*Given task*:
Render the lines below as a two-column CSV with the header request,points. Begin at the line containing "Where can the crenellated" and stop after the line containing "x=231, y=339". Give one row per request, with its text and its answer each in a single quoted field and line breaks replaced by spaces.

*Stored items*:
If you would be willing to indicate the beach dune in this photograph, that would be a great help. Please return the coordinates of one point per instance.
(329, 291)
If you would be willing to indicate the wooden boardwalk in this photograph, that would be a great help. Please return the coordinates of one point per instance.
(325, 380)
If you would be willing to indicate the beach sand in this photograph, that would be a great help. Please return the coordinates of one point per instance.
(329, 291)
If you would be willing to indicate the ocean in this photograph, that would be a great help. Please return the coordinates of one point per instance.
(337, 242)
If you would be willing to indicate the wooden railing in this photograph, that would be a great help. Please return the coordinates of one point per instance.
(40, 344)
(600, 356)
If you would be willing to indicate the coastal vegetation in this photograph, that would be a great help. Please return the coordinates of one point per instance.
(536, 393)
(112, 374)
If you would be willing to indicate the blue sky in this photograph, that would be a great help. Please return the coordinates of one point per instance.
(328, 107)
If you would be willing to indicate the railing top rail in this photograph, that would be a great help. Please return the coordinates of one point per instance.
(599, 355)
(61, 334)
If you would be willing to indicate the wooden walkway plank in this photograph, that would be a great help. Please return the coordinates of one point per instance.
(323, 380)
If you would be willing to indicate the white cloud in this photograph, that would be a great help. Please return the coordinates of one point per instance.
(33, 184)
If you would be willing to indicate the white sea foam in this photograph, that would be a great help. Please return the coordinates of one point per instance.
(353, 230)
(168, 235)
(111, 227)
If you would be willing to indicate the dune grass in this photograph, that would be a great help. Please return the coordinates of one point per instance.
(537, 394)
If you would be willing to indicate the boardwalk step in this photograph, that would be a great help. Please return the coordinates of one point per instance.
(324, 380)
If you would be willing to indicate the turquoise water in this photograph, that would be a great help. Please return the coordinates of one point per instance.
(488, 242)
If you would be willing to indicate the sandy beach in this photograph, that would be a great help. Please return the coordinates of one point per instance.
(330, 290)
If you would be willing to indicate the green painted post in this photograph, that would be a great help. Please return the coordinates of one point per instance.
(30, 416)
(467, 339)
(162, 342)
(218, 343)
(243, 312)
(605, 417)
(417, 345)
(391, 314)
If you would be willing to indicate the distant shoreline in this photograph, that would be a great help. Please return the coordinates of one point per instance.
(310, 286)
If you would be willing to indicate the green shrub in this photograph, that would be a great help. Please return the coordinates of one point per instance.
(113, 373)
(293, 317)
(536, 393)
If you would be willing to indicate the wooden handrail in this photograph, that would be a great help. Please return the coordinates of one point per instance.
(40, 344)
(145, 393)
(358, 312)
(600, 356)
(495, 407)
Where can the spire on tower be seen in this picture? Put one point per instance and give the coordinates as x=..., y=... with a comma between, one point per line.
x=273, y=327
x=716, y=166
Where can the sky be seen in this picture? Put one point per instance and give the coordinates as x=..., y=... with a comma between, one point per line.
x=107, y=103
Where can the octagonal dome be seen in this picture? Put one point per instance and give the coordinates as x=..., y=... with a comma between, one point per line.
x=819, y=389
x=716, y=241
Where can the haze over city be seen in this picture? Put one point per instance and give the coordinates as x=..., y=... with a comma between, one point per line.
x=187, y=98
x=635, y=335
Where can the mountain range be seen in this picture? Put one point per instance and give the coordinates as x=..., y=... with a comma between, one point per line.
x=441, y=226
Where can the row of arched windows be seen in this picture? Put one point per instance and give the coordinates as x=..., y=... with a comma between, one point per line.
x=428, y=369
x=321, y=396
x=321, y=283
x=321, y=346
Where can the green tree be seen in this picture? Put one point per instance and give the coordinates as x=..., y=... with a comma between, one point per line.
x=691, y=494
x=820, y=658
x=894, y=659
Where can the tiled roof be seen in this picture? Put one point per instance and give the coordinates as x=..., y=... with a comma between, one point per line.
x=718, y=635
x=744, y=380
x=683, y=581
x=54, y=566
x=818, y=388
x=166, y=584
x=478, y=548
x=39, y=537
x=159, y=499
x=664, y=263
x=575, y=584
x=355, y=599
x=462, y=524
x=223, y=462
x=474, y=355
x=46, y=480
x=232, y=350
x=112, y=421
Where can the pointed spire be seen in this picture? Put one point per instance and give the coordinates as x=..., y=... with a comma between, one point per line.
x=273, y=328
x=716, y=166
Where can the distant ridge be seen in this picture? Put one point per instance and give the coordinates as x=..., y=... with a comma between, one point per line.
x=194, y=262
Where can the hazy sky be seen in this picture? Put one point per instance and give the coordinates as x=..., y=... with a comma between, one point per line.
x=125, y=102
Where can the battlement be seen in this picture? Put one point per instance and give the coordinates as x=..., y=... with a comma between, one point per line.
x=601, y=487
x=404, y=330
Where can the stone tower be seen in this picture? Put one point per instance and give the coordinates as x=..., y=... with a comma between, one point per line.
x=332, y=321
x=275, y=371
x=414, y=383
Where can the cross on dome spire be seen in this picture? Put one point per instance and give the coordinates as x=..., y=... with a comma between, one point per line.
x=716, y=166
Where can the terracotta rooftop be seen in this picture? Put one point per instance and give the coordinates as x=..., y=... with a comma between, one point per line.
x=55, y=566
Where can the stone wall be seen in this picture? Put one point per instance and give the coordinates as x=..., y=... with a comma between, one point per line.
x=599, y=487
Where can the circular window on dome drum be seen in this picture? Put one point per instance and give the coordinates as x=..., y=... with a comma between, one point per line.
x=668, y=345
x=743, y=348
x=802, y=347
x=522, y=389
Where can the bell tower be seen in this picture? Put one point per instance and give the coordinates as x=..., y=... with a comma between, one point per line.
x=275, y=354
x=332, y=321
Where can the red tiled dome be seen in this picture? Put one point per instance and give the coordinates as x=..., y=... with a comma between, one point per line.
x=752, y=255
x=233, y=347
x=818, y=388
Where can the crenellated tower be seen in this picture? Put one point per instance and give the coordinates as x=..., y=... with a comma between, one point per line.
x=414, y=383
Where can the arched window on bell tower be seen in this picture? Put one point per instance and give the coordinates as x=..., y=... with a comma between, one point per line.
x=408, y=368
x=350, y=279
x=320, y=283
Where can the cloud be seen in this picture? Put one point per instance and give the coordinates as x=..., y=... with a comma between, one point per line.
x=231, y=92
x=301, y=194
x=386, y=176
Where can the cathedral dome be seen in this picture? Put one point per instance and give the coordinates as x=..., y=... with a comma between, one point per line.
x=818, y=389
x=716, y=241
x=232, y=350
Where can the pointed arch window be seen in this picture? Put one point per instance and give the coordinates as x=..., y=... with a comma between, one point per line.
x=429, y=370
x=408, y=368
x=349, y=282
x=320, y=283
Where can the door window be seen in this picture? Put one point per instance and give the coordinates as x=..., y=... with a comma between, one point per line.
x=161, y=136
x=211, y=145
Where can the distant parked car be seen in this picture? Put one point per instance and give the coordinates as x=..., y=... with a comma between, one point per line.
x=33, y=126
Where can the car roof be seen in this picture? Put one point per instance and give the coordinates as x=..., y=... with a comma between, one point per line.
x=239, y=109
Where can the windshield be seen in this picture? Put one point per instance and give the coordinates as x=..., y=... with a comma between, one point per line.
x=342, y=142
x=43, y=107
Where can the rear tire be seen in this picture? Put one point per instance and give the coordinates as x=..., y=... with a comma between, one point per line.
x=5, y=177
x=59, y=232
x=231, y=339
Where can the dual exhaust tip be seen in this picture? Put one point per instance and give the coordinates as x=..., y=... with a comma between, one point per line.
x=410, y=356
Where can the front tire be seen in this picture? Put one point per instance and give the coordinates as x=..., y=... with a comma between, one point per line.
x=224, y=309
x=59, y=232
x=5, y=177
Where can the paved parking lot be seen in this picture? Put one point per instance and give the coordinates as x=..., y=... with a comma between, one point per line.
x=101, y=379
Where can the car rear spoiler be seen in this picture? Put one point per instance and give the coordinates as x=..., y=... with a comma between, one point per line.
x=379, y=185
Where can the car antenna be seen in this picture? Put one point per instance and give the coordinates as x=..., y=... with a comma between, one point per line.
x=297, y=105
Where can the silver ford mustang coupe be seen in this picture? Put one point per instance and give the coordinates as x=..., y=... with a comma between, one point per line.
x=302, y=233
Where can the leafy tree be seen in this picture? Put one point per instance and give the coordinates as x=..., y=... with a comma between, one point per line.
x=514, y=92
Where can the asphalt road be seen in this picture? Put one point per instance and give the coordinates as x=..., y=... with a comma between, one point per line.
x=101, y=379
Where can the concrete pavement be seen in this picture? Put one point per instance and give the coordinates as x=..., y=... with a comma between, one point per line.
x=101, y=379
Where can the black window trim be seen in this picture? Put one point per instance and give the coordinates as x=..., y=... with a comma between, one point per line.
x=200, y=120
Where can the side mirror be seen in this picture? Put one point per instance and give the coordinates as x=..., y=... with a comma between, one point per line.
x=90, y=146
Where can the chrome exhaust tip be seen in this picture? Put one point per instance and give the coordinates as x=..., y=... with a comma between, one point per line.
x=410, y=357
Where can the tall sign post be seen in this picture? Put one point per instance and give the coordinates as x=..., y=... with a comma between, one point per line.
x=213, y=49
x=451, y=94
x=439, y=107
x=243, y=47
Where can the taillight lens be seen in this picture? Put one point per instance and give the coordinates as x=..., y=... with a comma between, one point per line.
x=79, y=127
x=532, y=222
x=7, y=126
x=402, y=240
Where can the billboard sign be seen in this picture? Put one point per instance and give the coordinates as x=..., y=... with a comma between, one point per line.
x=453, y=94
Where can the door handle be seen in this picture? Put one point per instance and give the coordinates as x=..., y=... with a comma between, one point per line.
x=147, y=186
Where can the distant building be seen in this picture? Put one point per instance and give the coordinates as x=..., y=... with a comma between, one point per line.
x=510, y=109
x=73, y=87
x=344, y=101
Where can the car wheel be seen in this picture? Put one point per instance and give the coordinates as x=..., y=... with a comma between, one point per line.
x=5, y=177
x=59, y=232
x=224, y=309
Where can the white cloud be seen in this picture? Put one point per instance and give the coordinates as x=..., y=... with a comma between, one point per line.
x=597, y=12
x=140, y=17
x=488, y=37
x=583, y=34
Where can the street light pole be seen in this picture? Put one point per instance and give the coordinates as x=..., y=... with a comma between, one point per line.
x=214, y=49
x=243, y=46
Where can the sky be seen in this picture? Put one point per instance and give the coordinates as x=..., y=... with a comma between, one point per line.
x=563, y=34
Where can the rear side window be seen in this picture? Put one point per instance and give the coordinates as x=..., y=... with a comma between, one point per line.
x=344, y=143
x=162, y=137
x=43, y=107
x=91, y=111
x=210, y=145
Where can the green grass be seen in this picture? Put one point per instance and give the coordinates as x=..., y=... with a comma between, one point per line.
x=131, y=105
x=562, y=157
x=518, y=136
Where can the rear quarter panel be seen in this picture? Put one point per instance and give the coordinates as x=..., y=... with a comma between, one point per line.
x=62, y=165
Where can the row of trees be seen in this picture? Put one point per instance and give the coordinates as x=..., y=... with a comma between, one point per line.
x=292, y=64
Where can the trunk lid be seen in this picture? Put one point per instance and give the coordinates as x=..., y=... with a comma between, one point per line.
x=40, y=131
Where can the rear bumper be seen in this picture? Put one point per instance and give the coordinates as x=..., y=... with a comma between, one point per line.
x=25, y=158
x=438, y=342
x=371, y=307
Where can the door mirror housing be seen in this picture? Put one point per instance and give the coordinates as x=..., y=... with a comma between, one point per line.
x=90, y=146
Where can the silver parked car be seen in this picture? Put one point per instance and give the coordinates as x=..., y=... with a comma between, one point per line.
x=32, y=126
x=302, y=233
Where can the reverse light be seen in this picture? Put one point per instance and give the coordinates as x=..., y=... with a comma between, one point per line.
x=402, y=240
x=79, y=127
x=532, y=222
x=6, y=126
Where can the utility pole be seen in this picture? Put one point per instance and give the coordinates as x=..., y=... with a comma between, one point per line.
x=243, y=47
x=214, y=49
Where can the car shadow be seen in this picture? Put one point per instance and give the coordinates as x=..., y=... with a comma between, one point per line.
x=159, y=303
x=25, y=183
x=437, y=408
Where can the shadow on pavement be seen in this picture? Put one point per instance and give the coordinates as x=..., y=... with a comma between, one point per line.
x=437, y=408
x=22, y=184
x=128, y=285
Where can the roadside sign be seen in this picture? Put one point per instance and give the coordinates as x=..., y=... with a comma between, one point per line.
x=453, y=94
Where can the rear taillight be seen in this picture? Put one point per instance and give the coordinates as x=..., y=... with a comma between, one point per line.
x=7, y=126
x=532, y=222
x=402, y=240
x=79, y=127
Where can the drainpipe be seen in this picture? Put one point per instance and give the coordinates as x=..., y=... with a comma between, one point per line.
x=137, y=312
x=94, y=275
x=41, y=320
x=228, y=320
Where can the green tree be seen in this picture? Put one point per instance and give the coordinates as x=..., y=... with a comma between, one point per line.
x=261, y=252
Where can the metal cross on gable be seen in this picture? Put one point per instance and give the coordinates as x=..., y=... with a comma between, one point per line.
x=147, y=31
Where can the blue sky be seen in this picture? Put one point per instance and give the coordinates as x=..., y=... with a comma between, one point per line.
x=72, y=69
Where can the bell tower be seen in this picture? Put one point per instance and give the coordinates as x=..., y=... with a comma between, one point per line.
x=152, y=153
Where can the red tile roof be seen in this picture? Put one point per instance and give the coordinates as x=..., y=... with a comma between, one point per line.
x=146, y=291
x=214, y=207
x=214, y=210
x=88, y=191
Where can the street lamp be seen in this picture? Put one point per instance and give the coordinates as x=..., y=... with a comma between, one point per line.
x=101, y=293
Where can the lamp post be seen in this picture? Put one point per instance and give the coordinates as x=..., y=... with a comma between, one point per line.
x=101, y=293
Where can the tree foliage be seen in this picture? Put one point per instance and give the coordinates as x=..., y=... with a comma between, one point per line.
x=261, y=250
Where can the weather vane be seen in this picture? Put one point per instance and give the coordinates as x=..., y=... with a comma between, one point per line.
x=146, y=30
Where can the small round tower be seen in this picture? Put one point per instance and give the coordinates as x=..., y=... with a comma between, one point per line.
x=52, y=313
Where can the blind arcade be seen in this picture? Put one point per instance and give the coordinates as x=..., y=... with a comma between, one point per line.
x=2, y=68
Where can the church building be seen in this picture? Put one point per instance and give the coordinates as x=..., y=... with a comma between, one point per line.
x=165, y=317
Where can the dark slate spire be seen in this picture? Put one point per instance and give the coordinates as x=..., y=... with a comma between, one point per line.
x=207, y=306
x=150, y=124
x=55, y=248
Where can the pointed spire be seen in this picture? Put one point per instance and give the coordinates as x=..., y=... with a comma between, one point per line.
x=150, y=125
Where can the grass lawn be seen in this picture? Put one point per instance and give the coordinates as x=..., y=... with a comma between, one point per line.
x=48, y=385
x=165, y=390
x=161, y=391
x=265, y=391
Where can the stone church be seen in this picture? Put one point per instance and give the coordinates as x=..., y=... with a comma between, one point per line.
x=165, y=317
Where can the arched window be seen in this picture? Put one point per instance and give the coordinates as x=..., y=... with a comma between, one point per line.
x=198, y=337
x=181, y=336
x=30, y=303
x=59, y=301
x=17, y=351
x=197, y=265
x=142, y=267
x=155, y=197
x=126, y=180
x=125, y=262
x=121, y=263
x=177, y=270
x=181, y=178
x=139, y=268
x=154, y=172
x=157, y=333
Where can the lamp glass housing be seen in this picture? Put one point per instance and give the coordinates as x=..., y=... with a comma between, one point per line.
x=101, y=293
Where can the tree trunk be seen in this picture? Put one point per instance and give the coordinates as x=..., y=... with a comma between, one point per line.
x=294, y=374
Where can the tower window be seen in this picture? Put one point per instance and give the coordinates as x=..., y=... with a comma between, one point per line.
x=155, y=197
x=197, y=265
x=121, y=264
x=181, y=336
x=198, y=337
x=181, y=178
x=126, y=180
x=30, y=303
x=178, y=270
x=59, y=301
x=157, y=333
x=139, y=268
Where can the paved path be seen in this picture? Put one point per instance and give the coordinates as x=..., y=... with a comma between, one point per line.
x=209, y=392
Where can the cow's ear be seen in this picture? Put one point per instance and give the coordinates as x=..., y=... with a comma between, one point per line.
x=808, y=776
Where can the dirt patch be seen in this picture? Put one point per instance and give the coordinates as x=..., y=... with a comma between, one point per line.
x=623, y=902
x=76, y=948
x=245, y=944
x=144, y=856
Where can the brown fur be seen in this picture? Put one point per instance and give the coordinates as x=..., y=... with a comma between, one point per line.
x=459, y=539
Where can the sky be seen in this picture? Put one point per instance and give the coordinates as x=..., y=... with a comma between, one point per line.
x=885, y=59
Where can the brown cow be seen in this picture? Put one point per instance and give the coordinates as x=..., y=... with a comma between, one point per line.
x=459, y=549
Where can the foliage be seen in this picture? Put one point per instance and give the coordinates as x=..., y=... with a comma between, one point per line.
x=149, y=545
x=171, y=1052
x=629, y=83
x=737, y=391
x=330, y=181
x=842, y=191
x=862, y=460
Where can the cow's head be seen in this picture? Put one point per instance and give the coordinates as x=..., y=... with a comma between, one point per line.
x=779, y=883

*Task answer*:
request,points
"Where can the crenellated tower be seen in this picture? Put one point per instance and give the coordinates as x=..., y=... with a comma between, one point per line.","x=414, y=383"
"Where can the arched window on bell tower be seen in this picture? Put one point per instance and give the coordinates as x=..., y=... with a comma between, one point per line.","x=408, y=368 x=350, y=279 x=320, y=283"
"Where can the cloud be seen in this picture? Put one point per instance and give the coordinates as x=..., y=... with a comma between, one point per line.","x=231, y=92 x=301, y=194 x=386, y=176"
"Where can the cathedral dome be seen in this picture? Put one point per instance and give the coordinates as x=..., y=... with a comma between, one point per line.","x=818, y=389 x=716, y=241 x=232, y=350"
"Where can the pointed arch window be seen in this picture? Put one point per instance and give the coordinates as x=..., y=... with a comma between, one point per line.","x=429, y=370 x=408, y=368 x=349, y=282 x=320, y=283"
"Where can the door window be seen in this picture? Put one point per instance and give the coordinates as x=..., y=... with a comma between, one point per line.","x=161, y=136 x=211, y=145"
"Where can the distant parked car be seen in this picture? Put one point per instance and give the coordinates as x=..., y=... with a comma between, one point per line.","x=33, y=126"
"Where can the car roof be seen in this picture? Put one point per instance and give the coordinates as x=..., y=... with a comma between, one point per line.","x=239, y=109"
"Where can the windshield be seen in this picture? Put one point per instance and give the coordinates as x=..., y=... with a comma between, one point per line.","x=342, y=142 x=43, y=107"
"Where can the rear tire be seen in this picture? Put one point per instance and give the coordinates as x=..., y=... with a comma between, one point per line.","x=5, y=177 x=59, y=232 x=231, y=339"